** Problem requirements **
Copy the data below word for word, from its first line through the line containing "column 237, row 143", including both of those lines. Leave the pictures out of your copy.

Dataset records
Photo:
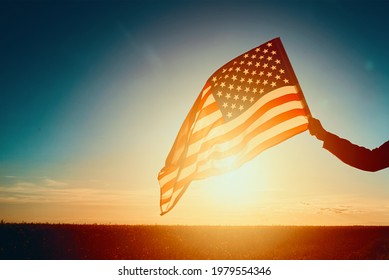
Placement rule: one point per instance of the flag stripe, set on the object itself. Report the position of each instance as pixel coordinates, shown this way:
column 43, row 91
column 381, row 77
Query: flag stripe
column 209, row 170
column 192, row 155
column 224, row 129
column 258, row 104
column 237, row 143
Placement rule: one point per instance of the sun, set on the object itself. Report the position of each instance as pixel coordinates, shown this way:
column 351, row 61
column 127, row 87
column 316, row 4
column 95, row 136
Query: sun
column 237, row 187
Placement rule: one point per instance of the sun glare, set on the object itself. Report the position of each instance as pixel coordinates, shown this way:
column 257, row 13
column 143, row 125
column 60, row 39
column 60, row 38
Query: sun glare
column 234, row 188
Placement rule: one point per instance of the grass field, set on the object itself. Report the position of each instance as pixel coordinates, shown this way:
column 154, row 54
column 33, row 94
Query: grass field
column 106, row 242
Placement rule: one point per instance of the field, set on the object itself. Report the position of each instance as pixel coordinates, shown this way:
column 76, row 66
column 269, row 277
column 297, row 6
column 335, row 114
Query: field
column 106, row 242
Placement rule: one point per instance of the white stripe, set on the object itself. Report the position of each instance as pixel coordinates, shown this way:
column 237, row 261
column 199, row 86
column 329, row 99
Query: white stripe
column 196, row 147
column 275, row 130
column 204, row 122
column 254, row 143
column 247, row 114
column 166, row 178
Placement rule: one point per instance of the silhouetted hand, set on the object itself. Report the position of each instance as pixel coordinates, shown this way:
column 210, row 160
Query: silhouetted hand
column 316, row 129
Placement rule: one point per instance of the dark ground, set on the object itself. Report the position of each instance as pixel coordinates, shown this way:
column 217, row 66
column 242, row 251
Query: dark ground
column 106, row 242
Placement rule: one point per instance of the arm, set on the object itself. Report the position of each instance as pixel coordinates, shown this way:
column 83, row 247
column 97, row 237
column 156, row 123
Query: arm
column 351, row 154
column 356, row 156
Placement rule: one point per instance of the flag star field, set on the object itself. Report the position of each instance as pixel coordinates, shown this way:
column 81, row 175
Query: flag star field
column 97, row 99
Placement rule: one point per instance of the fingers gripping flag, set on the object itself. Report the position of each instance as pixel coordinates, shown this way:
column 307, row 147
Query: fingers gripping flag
column 247, row 106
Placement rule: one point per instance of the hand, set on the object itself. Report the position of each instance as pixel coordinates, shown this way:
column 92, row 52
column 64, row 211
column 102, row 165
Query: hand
column 316, row 129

** Result for this exercise **
Photo:
Placement rule: one point per instance of the flag stripe, set on the object itself. Report the position of each instance as pixel coordinates, shown this way:
column 43, row 91
column 381, row 77
Query: flag stripe
column 209, row 170
column 192, row 155
column 224, row 129
column 258, row 104
column 237, row 143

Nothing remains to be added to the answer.